A (Black) Gat in the Hand Turns 100!: Erle Stanley Gardner’s ‘Getting Away With Murder’

“You’re the second guy I’ve met within hours who seems to think a gat in the hand means a world by the tail.” – Phillip Marlowe in Raymond Chandler’s The Big Sleep

(Gat — Prohibition Era term for a gun. Shortened version of Gatling Gun)

And A (Black) Gat in the Hand turns 100 today. With help from some friends, this column has managed to offer a hundred essays on the fascinating world of Pulp. April 8, 1949 was the day the Pulps died (I think that American Pie is one of the greatest songs of all time – couldn’t pass up the reference – with a tip of the fedora to William Lampkin for the phrase). On that day, Street & Smith announced they were quitting the Pulps. My favorite, Dime Detective, straggled on into 1952. But the days of the Pulps were effectively over.

DATASET EXTRACT =>
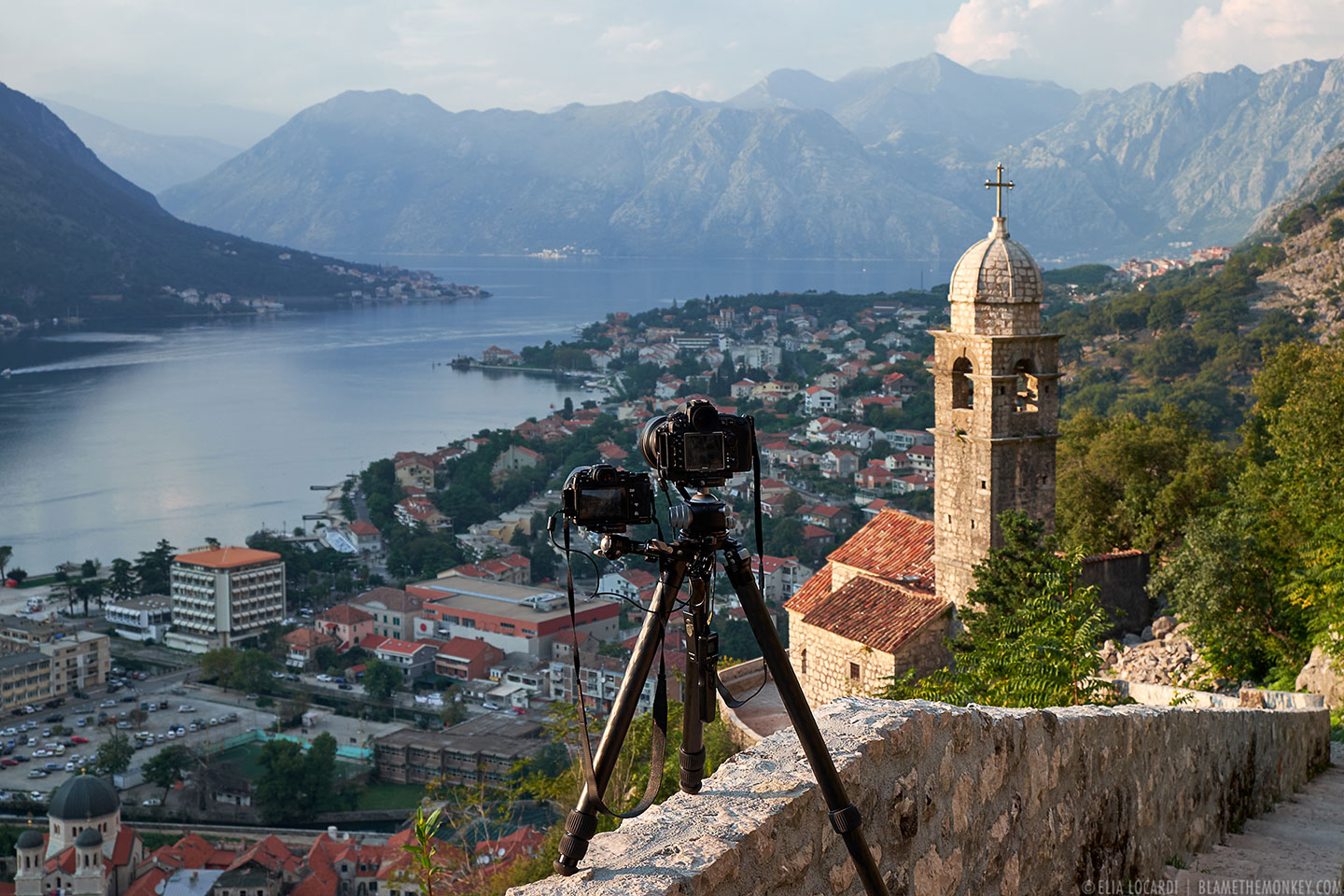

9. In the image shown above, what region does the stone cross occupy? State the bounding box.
[986,164,1012,217]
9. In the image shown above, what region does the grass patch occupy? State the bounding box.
[355,782,425,811]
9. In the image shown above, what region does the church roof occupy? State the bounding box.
[803,575,952,652]
[827,509,932,594]
[47,775,117,820]
[947,217,1042,302]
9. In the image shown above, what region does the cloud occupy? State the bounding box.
[1170,0,1344,76]
[934,0,1044,66]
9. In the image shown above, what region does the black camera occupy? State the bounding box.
[560,464,653,532]
[639,399,755,486]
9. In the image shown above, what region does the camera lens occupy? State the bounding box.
[685,401,719,432]
[639,413,668,470]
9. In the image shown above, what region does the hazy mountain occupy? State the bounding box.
[162,90,981,257]
[162,55,1344,263]
[0,85,357,317]
[46,100,242,193]
[727,54,1078,160]
[37,92,285,147]
[1005,59,1344,251]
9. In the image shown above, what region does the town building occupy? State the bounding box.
[373,638,438,681]
[13,775,146,896]
[314,603,373,652]
[373,713,541,785]
[0,617,112,700]
[0,651,51,712]
[164,547,285,652]
[434,638,504,681]
[102,594,172,641]
[285,629,337,669]
[403,576,620,658]
[349,587,424,639]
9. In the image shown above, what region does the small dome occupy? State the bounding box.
[47,775,117,820]
[947,217,1042,302]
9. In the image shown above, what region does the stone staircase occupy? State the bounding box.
[1167,741,1344,896]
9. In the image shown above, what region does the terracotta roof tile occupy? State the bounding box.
[804,575,952,652]
[827,511,932,591]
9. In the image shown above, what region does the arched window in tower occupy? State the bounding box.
[952,356,975,409]
[1012,357,1041,413]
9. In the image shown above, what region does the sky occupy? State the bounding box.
[7,0,1344,123]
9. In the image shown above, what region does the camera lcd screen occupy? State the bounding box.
[578,487,625,521]
[683,432,724,470]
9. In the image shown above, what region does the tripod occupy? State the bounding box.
[553,489,887,896]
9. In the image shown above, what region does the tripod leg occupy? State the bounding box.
[681,572,718,794]
[723,539,887,896]
[551,560,685,875]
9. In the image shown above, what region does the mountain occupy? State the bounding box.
[162,55,1344,267]
[45,100,242,193]
[726,52,1079,161]
[0,85,362,318]
[162,90,984,257]
[37,92,285,147]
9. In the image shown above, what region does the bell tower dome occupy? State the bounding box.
[931,165,1060,606]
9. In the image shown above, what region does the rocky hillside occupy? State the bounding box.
[45,101,242,193]
[161,56,1344,267]
[1259,180,1344,343]
[0,85,365,320]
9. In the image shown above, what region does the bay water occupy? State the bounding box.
[0,255,950,574]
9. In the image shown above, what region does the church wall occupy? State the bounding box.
[789,612,947,707]
[1082,551,1157,638]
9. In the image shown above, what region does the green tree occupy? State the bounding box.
[882,511,1110,707]
[140,744,196,798]
[1055,407,1234,566]
[92,731,135,775]
[107,557,140,600]
[361,660,403,703]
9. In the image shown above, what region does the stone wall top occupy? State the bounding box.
[510,697,1329,896]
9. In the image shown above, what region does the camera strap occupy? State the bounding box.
[565,520,668,819]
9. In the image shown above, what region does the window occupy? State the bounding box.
[1012,357,1038,413]
[952,356,975,409]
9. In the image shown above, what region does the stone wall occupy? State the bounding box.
[789,605,950,707]
[510,697,1329,896]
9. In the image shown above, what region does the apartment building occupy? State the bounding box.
[402,575,621,660]
[0,651,51,712]
[102,594,172,641]
[164,547,285,652]
[0,617,112,708]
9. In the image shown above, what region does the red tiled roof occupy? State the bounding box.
[352,587,421,612]
[376,638,434,657]
[285,629,336,651]
[317,603,373,626]
[795,575,952,652]
[438,638,502,663]
[827,511,932,591]
[174,548,280,569]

OBJECTIVE =>
Copy everything from "(Gat — Prohibition" down to "were effectively over." in the piece on the column's hundredth installment, switching "Pulps" to "pulp magazines" each time it appears.

FINAL RESULT =>
(Gat — Prohibition Era term for a gun. Shortened version of Gatling Gun)

And A (Black) Gat in the Hand turns 100 today. With help from some friends, this column has managed to offer a hundred essays on the fascinating world of Pulp. April 8, 1949 was the day the pulp magazines died (I think that American Pie is one of the greatest songs of all time – couldn’t pass up the reference – with a tip of the fedora to William Lampkin for the phrase). On that day, Street & Smith announced they were quitting the pulp magazines. My favorite, Dime Detective, straggled on into 1952. But the days of the pulp magazines were effectively over.